**Study questions**.
1) In the forum thread about missing values, what kind of file was the dataset being created from?
2) Repeat the portion of the forum thread starting with "The dataset I" and going on through "I intend, however.".

**Reading passage**.
§
Fork me on GitHub
#data-science
<
2023-08-07
>
kenny19:08:23

The dataset I am using happens to represent missing values as "". I’d like to treat these values as missing. Is there a way to do this? What I’m currently attempting is to use row-map, changing the value to :tech.ml.dataset.parse/missing when it is "". I don’t believe this is doing what I intend, however.

genmeblog19:08:40

Hmmm... when I create dataset by hand "" is treated as missing

(def ds (tc/dataset {:a ["a" "" " " "b"]}))

ds
;; => _unnamed [4 1]:
;;    | :a |
;;    |----|
;;    |  a |
;;    |    |
;;    |    |
;;    |  b |

(tc/info ds)
;; => _unnamed: descriptive-stats [1 7]:
;;    | :col-name | :datatype | :n-valid | :n-missing | :mode | :first | :last |
;;    |-----------|-----------|---------:|-----------:|-------|--------|-------|
;;    |        :a |   :string |        3 |          1 |     a |      a |     b |

(tc/replace-missing ds :a :value "it was a missing value")
;; => _unnamed [4 1]:
;;    |                     :a |
;;    |------------------------|
;;    |                      a |
;;    | it was a missing value |
;;    |                        |
;;    |                      b |

kenny19:08:05

Oh, interesting. I am creating the dataset from a parquet file.

genmeblog19:08:35

Oh, probably it's a different path then. @UDRJMEFSN can you look at this?

kenny19:08:52

If I pass a special parse-method for the column, it will mark it as missing. e.g.,

(ds/->dataset "data.parquet"
  {:parser-fn
   {"product_to_region_code" [:string (fn [s]
                                        (if (str/blank? s)
                                          :tech.v3.dataset/missing
                                          s))]}})

chrisn22:08:09

For parquet we use the files missing indicators and it isn’t parsed like a csv. Is it acceptable to use column-map after load and return nil if the string is “”?

kenny19:08:07

One thing that’s still a bit frustrating is even with the columns marking "" as missing, missing values are pass to row-map as nil rather than the column’s key eliding from the row map entirely. Any idea if there’s a way to have the row passed to map-fn elide columns whose value is missing?

chrisn00:08:45

It’s same issue - seems very reasonable expectation - will address soon

chrisn12:08:04

It’s fixed in beta-53

kenny16:08:19

Thank you!!

chrisn22:08:53

Open issue currently :-)
§
**Raw data**.
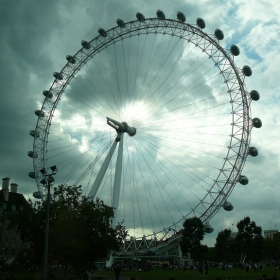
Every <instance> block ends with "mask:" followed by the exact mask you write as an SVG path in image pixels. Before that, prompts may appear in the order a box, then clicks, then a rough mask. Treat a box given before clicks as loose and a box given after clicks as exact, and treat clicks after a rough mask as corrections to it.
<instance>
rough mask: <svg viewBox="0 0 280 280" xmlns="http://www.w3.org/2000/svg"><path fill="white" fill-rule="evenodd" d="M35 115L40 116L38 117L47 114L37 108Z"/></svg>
mask: <svg viewBox="0 0 280 280" xmlns="http://www.w3.org/2000/svg"><path fill="white" fill-rule="evenodd" d="M35 115H36V116H38V117H44V116H45V114H44V112H43V111H41V110H36V111H35Z"/></svg>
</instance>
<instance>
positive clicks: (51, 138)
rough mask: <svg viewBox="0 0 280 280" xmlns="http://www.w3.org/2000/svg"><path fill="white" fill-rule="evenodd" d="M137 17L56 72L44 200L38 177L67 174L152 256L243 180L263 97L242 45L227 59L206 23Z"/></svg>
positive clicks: (43, 156)
mask: <svg viewBox="0 0 280 280" xmlns="http://www.w3.org/2000/svg"><path fill="white" fill-rule="evenodd" d="M156 16H157V17H155V18H148V19H146V18H145V17H144V15H143V14H141V13H137V14H136V20H133V21H130V22H124V21H123V20H121V19H117V26H115V27H113V28H111V29H109V30H104V29H102V28H100V29H99V30H98V33H99V34H98V36H97V37H95V38H94V39H92V40H91V41H82V43H81V45H82V47H81V48H80V49H79V50H78V52H77V53H76V54H74V55H67V57H66V59H67V63H66V64H65V66H64V67H63V68H62V70H61V71H59V72H55V73H54V74H53V75H54V78H55V79H54V81H53V83H52V85H51V87H50V88H49V89H48V90H44V91H43V95H44V101H43V105H42V107H41V109H40V110H36V111H35V114H36V115H37V117H38V119H37V123H36V128H35V130H32V131H31V132H30V134H31V135H32V136H33V137H34V142H33V151H30V152H28V155H29V156H30V157H31V158H33V165H34V171H32V172H30V173H29V176H30V177H31V178H33V179H35V180H36V184H37V186H38V192H36V193H34V196H36V197H37V198H43V197H44V196H45V195H46V190H45V187H44V186H43V185H42V184H41V181H42V178H43V177H42V174H41V172H40V170H42V169H43V168H47V167H49V166H52V165H55V166H57V167H58V168H59V172H58V173H57V175H56V184H64V185H71V186H74V185H82V188H83V191H84V194H85V195H89V196H91V197H93V199H95V198H97V197H99V198H101V199H102V200H103V201H104V202H105V203H106V204H107V205H111V206H113V207H114V209H115V218H114V221H113V223H114V224H117V223H118V222H121V221H124V224H125V226H126V228H127V229H129V235H130V239H133V240H142V241H143V240H145V242H146V241H147V240H149V241H150V245H147V246H146V247H149V246H150V247H152V246H153V245H154V244H155V243H153V242H158V241H159V240H164V238H167V237H168V236H169V235H170V234H174V233H178V232H179V231H180V229H181V228H182V223H183V221H184V220H185V219H186V218H189V217H193V216H196V217H199V218H200V219H201V220H202V221H203V223H204V224H205V230H206V231H207V232H211V231H212V230H213V228H212V227H211V226H210V224H209V221H210V219H211V218H212V217H213V216H214V215H215V214H216V213H217V211H218V210H219V209H220V208H224V209H225V210H227V211H230V210H232V209H233V205H232V204H231V203H230V202H229V201H228V197H229V196H230V194H231V192H232V191H233V189H234V187H235V185H236V184H239V183H240V184H242V185H246V184H247V183H248V178H247V177H246V176H244V174H243V173H242V170H243V167H244V164H245V161H246V158H247V156H253V157H254V156H257V154H258V151H257V149H256V148H255V147H250V136H251V130H252V128H253V127H256V128H260V127H261V125H262V123H261V120H260V119H258V118H253V117H252V116H251V111H250V106H251V102H252V101H257V100H259V93H258V92H257V91H256V90H250V91H248V90H247V89H246V85H245V78H247V77H250V76H251V75H252V70H251V68H250V67H249V66H246V65H245V66H243V67H242V68H238V67H237V66H236V64H235V59H236V57H237V56H238V55H239V48H238V47H237V46H236V45H231V46H224V47H222V44H221V42H222V40H223V38H224V34H223V32H222V31H221V30H220V29H216V30H215V31H214V33H213V34H207V33H205V32H204V31H203V29H204V28H205V22H204V20H203V19H201V18H198V19H197V22H196V24H188V23H185V20H186V18H185V15H184V14H183V13H182V12H178V13H177V19H176V20H175V19H167V18H165V14H164V13H163V12H162V11H160V10H158V11H157V12H156Z"/></svg>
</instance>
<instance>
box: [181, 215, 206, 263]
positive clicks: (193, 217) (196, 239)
mask: <svg viewBox="0 0 280 280" xmlns="http://www.w3.org/2000/svg"><path fill="white" fill-rule="evenodd" d="M183 227H184V228H183V232H182V240H181V242H180V245H181V249H182V251H183V253H184V254H186V253H188V252H189V253H190V254H191V257H192V259H195V260H202V259H203V258H204V257H205V255H206V254H207V248H205V246H202V245H201V241H202V240H203V238H204V234H205V231H204V225H203V223H202V222H201V220H200V219H199V218H196V217H193V218H189V219H186V220H185V222H184V224H183ZM206 247H207V246H206Z"/></svg>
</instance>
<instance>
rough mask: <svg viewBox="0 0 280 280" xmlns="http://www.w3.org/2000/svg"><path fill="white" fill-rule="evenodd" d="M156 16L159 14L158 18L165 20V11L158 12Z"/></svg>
mask: <svg viewBox="0 0 280 280" xmlns="http://www.w3.org/2000/svg"><path fill="white" fill-rule="evenodd" d="M156 14H157V17H158V18H160V19H165V14H164V12H163V11H161V10H157V12H156Z"/></svg>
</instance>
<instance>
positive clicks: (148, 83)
mask: <svg viewBox="0 0 280 280" xmlns="http://www.w3.org/2000/svg"><path fill="white" fill-rule="evenodd" d="M155 38H156V36H154V40H155ZM163 38H164V34H162V36H161V39H160V42H159V43H158V45H157V48H156V49H155V53H154V55H153V58H152V59H151V57H150V58H149V63H148V66H147V69H146V74H145V78H144V80H145V81H146V78H147V76H148V71H149V70H150V68H151V66H152V65H153V62H154V60H155V58H156V55H157V53H158V50H159V47H160V46H161V45H162V41H163ZM151 54H152V49H151V53H150V55H151ZM152 79H153V77H152ZM151 81H152V80H150V81H148V85H147V86H146V88H148V87H149V86H150V83H151ZM146 91H147V89H145V88H144V82H143V83H142V89H141V91H140V92H141V95H139V99H145V92H146Z"/></svg>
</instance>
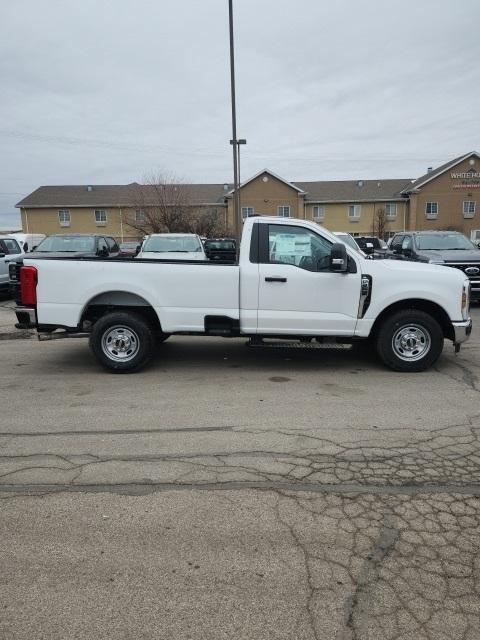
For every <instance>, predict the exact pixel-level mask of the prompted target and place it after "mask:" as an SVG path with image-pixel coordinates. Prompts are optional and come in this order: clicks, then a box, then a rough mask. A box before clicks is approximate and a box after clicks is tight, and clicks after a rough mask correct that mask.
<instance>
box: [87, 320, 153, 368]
mask: <svg viewBox="0 0 480 640" xmlns="http://www.w3.org/2000/svg"><path fill="white" fill-rule="evenodd" d="M154 344H155V336H154V332H153V330H152V328H151V327H150V325H149V324H148V323H147V322H146V321H145V320H144V318H142V317H141V316H140V315H137V314H136V313H125V312H122V311H118V312H114V313H108V314H107V315H105V316H102V317H101V318H100V319H99V320H97V322H96V323H95V324H94V325H93V329H92V333H91V334H90V349H91V351H92V353H93V355H94V356H95V357H96V358H97V360H98V361H99V362H100V364H101V365H102V366H104V367H105V368H106V369H109V370H110V371H113V372H114V373H130V372H132V371H138V369H140V368H141V367H143V366H145V365H146V364H147V362H148V361H149V360H150V358H151V357H152V355H153V350H154Z"/></svg>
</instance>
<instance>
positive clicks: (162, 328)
mask: <svg viewBox="0 0 480 640" xmlns="http://www.w3.org/2000/svg"><path fill="white" fill-rule="evenodd" d="M59 262H60V263H61V265H59ZM24 264H25V265H32V266H38V269H39V279H38V285H37V319H38V324H39V325H52V326H63V327H70V328H74V327H77V326H78V325H79V323H80V319H81V317H82V313H83V310H84V309H85V308H86V307H87V306H88V305H91V304H98V305H109V304H112V305H122V304H125V305H128V306H142V305H148V306H151V307H153V309H154V310H155V312H156V313H157V315H158V317H159V318H161V324H162V329H163V331H165V332H166V333H168V332H172V331H177V332H179V331H185V332H203V331H204V330H205V316H206V315H209V316H212V315H218V316H228V317H230V318H232V319H234V320H238V319H239V280H240V270H239V267H238V265H234V264H214V263H211V262H198V261H197V262H194V263H192V262H189V261H168V260H138V259H136V260H119V261H116V260H101V259H98V258H93V259H88V258H80V259H73V258H62V259H59V258H54V259H50V258H34V259H28V258H25V259H24Z"/></svg>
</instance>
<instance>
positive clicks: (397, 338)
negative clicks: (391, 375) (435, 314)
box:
§
**Results**.
1) A parquet file.

2)
The dataset I am using happens to represent missing values as "". I’d like to treat these values as missing. Is there a way to do this? What I’m currently attempting is to use row-map, changing the value to :tech.ml.dataset.parse/missing when it is "". I don’t believe this is doing what I intend, however.